- [Task brief] Filter these entries, keeping only lines that hold the word "backpack".

- [Material supplied]
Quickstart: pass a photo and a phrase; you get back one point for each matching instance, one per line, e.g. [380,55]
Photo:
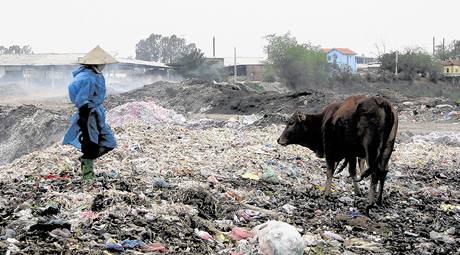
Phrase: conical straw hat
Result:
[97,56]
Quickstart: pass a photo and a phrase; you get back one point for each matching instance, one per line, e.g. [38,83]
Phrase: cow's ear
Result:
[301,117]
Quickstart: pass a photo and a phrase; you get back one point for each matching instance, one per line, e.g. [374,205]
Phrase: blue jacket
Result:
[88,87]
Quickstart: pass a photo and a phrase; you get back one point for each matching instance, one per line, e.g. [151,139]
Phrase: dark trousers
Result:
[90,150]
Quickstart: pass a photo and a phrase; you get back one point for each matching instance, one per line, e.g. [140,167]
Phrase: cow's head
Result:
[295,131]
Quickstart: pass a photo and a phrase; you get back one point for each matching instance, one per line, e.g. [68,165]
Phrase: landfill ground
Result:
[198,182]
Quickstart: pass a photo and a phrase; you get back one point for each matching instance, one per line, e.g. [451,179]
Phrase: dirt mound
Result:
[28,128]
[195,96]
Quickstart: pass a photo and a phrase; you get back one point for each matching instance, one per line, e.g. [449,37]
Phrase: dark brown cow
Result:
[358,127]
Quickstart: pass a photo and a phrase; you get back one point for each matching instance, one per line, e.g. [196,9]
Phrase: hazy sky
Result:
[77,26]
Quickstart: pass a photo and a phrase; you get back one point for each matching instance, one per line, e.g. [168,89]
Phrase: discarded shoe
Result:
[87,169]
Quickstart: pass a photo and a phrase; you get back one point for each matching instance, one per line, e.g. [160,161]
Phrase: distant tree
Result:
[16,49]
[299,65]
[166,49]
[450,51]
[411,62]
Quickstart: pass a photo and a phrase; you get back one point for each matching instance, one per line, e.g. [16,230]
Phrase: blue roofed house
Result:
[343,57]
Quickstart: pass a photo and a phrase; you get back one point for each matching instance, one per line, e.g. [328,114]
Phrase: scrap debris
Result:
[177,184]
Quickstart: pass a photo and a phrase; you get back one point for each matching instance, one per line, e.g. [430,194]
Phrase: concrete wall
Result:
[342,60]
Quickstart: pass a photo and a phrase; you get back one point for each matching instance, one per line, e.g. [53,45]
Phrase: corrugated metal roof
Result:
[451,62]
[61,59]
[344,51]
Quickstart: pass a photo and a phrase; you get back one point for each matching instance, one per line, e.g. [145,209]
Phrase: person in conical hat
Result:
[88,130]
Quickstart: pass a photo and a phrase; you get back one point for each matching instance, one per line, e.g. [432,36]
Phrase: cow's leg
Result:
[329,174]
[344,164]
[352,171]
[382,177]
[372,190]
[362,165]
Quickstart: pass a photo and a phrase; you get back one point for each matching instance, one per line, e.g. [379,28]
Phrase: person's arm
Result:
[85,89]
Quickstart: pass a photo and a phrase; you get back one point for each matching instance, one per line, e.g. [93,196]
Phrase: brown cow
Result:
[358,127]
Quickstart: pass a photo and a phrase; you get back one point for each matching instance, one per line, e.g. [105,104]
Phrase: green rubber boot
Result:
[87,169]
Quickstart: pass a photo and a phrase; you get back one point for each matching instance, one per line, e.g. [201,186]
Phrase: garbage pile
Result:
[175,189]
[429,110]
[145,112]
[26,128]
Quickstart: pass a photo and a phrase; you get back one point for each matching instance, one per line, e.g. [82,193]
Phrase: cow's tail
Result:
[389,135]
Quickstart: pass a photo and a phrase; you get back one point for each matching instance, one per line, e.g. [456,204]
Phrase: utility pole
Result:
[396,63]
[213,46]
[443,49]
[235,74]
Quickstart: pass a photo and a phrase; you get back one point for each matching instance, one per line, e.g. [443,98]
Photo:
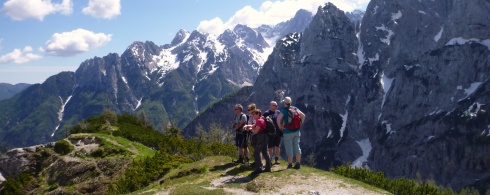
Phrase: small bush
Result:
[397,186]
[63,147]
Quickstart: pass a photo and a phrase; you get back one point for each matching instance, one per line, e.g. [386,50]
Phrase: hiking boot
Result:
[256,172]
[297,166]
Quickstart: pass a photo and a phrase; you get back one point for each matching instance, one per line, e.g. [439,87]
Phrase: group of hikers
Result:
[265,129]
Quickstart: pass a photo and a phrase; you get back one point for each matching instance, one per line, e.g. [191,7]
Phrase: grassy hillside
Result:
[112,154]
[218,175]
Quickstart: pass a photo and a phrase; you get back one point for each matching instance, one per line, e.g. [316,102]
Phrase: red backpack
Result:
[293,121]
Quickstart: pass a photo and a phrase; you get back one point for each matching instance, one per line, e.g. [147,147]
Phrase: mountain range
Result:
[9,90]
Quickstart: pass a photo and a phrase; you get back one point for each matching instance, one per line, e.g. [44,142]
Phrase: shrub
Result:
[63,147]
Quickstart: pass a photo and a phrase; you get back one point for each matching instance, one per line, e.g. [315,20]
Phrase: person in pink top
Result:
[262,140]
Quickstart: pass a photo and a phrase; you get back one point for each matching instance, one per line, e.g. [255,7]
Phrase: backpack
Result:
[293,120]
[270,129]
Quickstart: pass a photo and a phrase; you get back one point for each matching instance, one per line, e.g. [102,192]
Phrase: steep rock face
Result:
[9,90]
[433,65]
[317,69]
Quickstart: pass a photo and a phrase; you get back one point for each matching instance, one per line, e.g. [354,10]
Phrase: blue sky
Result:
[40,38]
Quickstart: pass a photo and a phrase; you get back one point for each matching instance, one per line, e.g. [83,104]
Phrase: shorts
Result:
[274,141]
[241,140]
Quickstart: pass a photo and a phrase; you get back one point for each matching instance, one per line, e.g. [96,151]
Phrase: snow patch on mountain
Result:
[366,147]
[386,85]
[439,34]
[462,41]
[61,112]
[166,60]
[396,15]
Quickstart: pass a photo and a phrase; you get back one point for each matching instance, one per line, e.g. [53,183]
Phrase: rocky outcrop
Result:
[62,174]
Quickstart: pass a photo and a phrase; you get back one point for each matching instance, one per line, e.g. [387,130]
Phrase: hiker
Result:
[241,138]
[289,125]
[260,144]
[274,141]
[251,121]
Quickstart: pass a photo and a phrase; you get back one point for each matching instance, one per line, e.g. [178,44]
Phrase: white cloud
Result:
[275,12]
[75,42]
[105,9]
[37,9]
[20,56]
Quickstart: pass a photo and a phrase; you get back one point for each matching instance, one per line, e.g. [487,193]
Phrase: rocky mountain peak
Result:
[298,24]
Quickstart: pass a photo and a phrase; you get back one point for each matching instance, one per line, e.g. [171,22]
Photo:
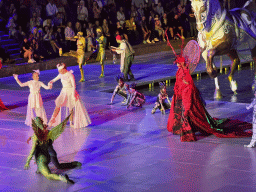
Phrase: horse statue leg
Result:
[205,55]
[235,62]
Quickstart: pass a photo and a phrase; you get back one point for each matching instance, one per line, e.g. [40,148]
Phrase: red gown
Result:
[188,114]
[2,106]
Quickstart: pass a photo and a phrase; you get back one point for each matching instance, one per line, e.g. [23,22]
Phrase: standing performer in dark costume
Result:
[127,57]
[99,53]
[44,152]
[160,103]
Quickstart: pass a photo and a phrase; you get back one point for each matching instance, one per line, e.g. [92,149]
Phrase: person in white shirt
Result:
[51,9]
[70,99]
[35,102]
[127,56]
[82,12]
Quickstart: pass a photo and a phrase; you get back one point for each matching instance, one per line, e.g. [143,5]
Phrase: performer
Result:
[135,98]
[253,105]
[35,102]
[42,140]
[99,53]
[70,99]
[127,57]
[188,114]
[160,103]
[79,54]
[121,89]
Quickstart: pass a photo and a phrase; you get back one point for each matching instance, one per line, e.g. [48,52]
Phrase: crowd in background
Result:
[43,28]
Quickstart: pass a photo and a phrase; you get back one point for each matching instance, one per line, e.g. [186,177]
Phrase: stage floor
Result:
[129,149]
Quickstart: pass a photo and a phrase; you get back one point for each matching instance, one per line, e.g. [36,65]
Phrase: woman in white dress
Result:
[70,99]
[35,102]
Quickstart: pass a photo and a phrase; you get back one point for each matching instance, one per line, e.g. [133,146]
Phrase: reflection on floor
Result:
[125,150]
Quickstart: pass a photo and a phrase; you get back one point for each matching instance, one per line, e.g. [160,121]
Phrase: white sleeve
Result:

- [Exercise result]
Phrase: red backpack
Phrase: backpack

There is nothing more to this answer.